[START Source text]

Our reading came from ‘Search’ which is one of the stories in ‘Sum: tales from the afterlives’ by David Eagleman. Irreverent, poignant, funny, but always gentle.


Donald Sunderland Hill: a very fitting send-off

tree with candles

October 26th was a remarkable day. It was the day we hand-delivered our dad to life’s engine of renewal on his first step back to the stuff of stars. We held our ceremony at the residential home where he had lived the last year with Mum. She grasping less and less of the substance of life, and he falling foul of a need to take care of her at the expense of his own health, despite having no need to do so. The people we invited: a small group of family who had laughed with him through most of our lives; and friends who had laughed, danced, and reminisced with them both, gathered with staff from the home and elsewhere to help us send him on his way. We had a cherry tree to plant, and the home had kindly dug the hole for us earlier in the day. We had candles to light up the darkening evening, and we had strings of solar lights to sparkle through nights to come, outside the lounge window where Mum sits with her cup of tea.

[END Source text]

### Short exercise A
Reproduce the passage about the send-off ceremony word for word, from beginning to end.
### Short exercise B
In the rows below, find every line that contains the word "david" and copy each of those lines.

[START Input records]

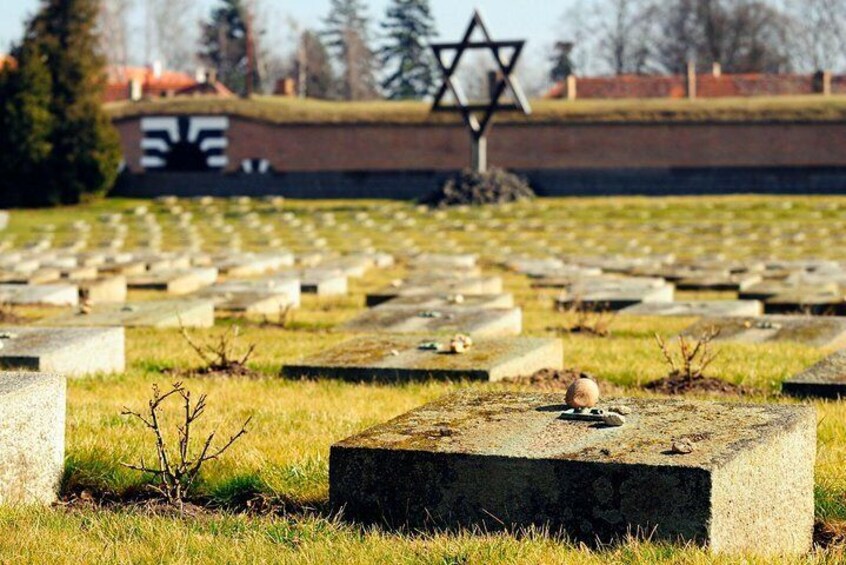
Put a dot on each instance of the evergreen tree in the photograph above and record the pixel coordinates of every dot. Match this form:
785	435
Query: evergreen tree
408	26
224	46
82	147
26	125
347	36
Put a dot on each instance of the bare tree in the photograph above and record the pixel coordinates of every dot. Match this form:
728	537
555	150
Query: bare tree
618	33
114	30
818	34
742	35
172	32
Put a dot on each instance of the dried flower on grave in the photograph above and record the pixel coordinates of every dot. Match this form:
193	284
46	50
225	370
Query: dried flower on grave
219	355
693	357
8	314
460	343
590	321
178	466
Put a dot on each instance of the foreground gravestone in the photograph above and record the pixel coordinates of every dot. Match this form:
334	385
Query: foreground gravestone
708	308
190	313
402	358
32	437
426	285
829	331
65	351
509	460
826	379
479	322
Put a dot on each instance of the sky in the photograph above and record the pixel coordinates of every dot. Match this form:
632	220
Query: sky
534	20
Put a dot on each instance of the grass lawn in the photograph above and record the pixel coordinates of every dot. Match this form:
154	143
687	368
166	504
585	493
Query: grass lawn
292	110
284	457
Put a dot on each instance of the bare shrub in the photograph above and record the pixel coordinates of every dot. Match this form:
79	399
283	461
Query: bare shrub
178	467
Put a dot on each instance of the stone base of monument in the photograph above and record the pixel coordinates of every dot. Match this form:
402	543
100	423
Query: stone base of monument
32	437
709	308
509	461
826	379
190	313
823	331
400	358
478	322
71	352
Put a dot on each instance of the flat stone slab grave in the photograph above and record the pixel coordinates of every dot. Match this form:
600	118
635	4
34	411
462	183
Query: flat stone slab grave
104	290
32	437
438	301
708	308
478	322
174	282
191	313
71	352
826	379
323	283
465	286
509	460
46	294
615	296
820	331
399	358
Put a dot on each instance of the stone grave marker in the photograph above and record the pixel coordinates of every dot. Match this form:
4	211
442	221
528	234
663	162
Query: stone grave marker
188	312
816	303
32	437
71	352
821	331
401	358
42	294
826	379
769	288
478	322
704	308
174	282
718	282
609	294
323	282
428	285
509	461
437	301
104	290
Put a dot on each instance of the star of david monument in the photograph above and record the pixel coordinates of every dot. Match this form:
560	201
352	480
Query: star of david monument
478	115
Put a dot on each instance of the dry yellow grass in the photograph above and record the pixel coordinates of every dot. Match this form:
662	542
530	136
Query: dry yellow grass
285	455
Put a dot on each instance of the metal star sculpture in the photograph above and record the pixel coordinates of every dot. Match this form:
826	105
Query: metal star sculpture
479	125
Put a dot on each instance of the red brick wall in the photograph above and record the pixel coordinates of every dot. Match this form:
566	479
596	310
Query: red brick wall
310	148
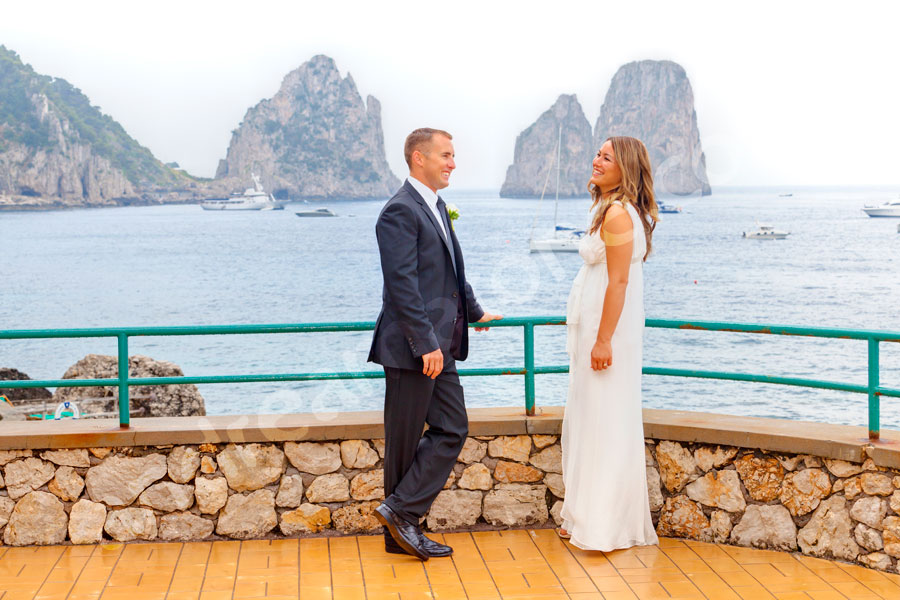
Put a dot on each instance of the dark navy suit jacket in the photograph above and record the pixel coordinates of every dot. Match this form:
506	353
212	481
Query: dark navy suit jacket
424	279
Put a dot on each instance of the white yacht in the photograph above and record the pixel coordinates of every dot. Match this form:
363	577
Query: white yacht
254	198
319	212
888	209
766	232
565	239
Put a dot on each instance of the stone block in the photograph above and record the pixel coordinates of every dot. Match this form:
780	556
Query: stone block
333	487
677	466
510	472
766	526
211	494
38	519
708	458
513	447
356	518
358	454
250	467
86	521
118	480
682	517
829	531
129	524
308	518
26	475
67	485
314	457
719	489
548	460
248	516
183	462
67	458
168	497
555	484
368	485
761	476
516	505
472	452
184	526
476	477
290	492
871	511
454	509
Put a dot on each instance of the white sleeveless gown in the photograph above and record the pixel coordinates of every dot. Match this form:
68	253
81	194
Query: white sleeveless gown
606	505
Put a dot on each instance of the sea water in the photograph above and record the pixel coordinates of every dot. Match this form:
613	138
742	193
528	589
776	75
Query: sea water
180	265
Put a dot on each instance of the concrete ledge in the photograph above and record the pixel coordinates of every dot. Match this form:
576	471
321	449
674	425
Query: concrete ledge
776	435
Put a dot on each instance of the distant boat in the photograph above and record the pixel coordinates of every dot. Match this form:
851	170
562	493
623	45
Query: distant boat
565	239
319	212
765	232
254	198
888	209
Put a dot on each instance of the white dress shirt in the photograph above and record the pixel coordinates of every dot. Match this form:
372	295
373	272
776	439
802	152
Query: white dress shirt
430	197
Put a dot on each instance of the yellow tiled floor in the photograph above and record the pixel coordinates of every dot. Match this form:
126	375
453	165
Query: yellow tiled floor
510	564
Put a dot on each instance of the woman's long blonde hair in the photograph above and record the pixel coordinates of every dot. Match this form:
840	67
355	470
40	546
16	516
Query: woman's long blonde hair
636	187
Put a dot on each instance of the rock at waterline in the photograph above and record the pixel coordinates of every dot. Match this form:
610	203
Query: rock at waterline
183	400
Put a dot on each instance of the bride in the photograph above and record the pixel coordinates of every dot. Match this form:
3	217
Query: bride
606	505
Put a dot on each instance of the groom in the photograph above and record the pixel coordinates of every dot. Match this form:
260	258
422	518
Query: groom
420	334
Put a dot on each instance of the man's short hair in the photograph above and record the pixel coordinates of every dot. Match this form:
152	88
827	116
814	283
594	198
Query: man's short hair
419	138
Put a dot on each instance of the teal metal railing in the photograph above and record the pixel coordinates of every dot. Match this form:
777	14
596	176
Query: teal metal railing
873	388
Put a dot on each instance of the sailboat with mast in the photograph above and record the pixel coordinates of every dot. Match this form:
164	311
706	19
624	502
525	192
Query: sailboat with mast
564	239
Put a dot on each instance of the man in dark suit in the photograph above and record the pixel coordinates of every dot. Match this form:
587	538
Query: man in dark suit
420	334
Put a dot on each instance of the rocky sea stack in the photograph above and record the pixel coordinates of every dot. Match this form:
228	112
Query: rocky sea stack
650	100
315	138
57	150
535	154
653	101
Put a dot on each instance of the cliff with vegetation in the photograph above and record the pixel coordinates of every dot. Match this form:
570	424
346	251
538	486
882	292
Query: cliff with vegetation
650	100
315	138
534	165
57	150
653	101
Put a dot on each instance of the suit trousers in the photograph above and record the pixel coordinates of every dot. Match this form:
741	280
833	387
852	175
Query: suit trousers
416	465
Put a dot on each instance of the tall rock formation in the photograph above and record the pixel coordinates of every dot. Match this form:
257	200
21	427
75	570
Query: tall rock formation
535	153
315	138
58	150
653	101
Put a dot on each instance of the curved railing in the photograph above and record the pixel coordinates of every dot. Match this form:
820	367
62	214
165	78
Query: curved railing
873	388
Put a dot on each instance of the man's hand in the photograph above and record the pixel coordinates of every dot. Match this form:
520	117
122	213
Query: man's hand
433	363
486	318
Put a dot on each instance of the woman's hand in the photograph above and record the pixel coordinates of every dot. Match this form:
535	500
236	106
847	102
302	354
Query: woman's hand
601	355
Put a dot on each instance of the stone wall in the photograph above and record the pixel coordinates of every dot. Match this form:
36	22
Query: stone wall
749	497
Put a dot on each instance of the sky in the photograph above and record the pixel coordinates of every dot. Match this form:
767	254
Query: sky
786	93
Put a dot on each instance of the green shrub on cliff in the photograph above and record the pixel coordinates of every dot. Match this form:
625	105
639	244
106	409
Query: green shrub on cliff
22	120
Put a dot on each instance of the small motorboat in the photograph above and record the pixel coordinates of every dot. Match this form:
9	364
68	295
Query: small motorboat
888	209
319	212
766	232
664	208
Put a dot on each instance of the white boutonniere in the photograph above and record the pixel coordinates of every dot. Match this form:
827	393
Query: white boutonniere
453	213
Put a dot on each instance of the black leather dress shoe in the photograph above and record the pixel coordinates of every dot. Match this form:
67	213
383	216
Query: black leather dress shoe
433	548
404	533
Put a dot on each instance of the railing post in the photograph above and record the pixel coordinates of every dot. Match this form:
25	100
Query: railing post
874	399
529	368
124	402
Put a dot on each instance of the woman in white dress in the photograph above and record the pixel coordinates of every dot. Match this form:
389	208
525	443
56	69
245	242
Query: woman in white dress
606	505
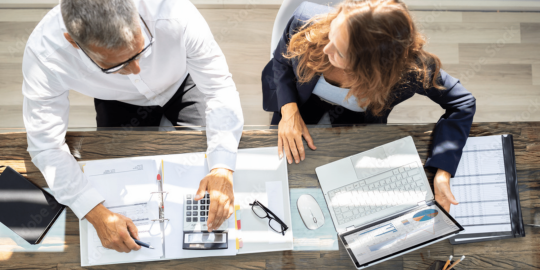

[END Input records]

### Final answer A
Our reading came from ‘Search’ which is one of the stories in ‘Sum: tales from the afterlives’ by David Eagleman. Irreverent, poignant, funny, but always gentle.


Donald Sunderland Hill: a very fitting send-off

tree with candles

October 26th was a remarkable day. It was the day we hand-delivered our dad to life’s engine of renewal on his first step back to the stuff of stars. We held our ceremony at the residential home where he had lived the last year with Mum. She grasping less and less of the substance of life, and he falling foul of a need to take care of her at the expense of his own health, despite having no need to do so. The people we invited: a small group of family who had laughed with him through most of our lives; and friends who had laughed, danced, and reminisced with them both, gathered with staff from the home and elsewhere to help us send him on his way. We had a cherry tree to plant, and the home had kindly dug the hole for us earlier in the day. We had candles to light up the darkening evening, and we had strings of solar lights to sparkle through nights to come, outside the lounge window where Mum sits with her cup of tea.

### Final answer B
Put a dot on each instance of the star of david monument in the photograph above and record the pixel coordinates of every dot. Match this form:
Query: star of david monument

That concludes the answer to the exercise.